#### THE DATA:
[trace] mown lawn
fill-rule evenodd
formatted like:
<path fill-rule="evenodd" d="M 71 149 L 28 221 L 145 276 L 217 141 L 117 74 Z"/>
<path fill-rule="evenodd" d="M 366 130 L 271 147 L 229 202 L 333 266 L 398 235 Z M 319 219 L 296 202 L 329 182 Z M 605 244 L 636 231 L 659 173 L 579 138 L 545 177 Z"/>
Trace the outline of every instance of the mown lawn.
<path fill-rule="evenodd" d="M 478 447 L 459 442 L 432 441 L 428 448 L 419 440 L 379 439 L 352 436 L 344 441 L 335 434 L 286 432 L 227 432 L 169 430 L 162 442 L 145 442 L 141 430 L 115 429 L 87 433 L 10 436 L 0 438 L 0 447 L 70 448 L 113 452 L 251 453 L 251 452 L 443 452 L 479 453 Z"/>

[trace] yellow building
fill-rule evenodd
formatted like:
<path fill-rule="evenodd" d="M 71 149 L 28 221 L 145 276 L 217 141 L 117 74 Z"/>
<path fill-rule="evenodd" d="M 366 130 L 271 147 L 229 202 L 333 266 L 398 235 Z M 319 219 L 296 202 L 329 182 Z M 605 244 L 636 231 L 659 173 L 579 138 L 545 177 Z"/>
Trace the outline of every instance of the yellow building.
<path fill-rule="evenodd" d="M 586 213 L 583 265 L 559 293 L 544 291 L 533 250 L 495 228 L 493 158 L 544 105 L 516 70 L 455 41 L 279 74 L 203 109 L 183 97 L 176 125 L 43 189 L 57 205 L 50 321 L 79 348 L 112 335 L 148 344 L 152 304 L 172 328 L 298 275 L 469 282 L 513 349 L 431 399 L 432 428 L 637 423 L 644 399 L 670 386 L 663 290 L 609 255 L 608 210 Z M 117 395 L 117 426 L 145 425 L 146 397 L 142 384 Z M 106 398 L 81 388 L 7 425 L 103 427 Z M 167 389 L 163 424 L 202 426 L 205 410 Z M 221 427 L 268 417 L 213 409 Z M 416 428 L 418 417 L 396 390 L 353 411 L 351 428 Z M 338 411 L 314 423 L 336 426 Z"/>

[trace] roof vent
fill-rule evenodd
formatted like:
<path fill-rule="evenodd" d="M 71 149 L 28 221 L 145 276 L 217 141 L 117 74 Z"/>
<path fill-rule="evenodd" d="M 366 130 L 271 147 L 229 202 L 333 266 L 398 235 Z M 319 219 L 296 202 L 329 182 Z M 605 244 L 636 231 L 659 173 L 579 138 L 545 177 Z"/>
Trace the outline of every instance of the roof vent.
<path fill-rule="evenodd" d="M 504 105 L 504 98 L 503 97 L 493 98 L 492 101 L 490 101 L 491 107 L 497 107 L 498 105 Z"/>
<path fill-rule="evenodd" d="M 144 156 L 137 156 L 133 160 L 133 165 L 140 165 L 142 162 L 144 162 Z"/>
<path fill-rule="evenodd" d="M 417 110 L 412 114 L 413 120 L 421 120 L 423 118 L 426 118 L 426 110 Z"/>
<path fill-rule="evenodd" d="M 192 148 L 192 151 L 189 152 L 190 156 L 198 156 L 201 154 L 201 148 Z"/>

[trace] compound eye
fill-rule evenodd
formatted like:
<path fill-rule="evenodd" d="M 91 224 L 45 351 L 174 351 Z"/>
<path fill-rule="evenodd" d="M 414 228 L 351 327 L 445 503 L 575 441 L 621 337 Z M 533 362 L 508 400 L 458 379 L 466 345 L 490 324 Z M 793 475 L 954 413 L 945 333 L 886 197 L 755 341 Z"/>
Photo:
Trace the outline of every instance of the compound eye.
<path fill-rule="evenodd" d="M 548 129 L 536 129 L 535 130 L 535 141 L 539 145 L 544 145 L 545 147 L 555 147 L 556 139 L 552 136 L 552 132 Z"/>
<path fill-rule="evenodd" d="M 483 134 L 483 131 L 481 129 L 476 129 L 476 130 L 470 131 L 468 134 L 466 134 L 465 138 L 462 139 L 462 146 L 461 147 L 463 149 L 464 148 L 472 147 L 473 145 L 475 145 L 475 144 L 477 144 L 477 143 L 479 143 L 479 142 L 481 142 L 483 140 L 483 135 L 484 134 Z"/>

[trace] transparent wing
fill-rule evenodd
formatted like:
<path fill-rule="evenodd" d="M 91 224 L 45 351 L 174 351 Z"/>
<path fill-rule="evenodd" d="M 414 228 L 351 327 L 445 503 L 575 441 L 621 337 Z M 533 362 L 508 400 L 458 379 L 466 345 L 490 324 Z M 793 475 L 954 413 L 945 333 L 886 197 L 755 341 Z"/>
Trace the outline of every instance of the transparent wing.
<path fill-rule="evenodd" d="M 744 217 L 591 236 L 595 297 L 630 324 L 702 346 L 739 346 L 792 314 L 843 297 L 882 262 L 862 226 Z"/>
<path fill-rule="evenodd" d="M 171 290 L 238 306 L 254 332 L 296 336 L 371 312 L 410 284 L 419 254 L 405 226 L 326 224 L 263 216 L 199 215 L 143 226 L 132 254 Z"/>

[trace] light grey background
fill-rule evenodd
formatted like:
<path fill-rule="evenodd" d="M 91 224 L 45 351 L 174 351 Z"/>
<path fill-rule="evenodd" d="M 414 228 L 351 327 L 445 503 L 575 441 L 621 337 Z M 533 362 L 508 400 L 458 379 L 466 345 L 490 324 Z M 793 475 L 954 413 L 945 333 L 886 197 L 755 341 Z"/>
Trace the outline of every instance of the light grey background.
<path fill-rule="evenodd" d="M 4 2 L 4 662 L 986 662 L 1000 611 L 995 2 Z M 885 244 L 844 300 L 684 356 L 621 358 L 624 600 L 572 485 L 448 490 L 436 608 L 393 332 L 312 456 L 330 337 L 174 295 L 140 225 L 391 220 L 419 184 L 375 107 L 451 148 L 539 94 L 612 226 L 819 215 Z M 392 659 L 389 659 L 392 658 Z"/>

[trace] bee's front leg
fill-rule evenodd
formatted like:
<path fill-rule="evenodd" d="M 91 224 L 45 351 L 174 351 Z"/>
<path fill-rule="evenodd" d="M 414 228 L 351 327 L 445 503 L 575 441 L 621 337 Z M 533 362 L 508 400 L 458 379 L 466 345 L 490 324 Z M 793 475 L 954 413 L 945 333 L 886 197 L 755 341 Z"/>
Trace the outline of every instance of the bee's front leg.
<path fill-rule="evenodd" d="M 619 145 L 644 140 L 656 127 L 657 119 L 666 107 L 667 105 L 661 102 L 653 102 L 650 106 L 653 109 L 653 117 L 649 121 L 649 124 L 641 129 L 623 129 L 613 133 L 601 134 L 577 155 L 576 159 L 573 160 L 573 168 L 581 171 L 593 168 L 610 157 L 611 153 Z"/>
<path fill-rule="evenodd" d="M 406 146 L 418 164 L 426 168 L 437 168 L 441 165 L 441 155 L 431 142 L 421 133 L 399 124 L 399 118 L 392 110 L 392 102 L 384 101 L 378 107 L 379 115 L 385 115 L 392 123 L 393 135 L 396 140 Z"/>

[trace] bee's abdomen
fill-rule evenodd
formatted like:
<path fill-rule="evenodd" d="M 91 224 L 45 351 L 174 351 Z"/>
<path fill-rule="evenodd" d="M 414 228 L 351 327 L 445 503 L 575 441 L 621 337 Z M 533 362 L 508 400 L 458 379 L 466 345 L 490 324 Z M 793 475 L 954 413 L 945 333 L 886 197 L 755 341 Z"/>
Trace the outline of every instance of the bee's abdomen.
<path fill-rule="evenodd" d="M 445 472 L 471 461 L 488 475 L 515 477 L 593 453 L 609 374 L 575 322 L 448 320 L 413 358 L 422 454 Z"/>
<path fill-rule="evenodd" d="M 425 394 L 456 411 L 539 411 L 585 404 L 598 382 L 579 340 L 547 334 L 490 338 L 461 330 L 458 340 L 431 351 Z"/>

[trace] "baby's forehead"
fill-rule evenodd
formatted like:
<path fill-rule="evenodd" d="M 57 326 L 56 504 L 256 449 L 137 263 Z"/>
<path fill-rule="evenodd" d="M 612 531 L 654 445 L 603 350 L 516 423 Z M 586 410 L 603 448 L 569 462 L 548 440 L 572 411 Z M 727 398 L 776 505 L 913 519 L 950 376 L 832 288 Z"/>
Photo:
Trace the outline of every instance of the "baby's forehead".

#### PROBLEM DESCRIPTION:
Copy exactly. Include the line containing "57 326 L 56" and every later line through the end of the listing, and nothing else.

#### REPLY:
<path fill-rule="evenodd" d="M 57 326 L 56 504 L 256 449 L 137 263 Z"/>
<path fill-rule="evenodd" d="M 612 531 L 654 445 L 603 350 L 516 423 Z M 586 410 L 603 448 L 569 462 L 548 440 L 572 411 Z M 727 398 L 776 505 L 913 519 L 950 376 L 832 288 Z"/>
Photo:
Trace the outline of every instance of the "baby's forehead".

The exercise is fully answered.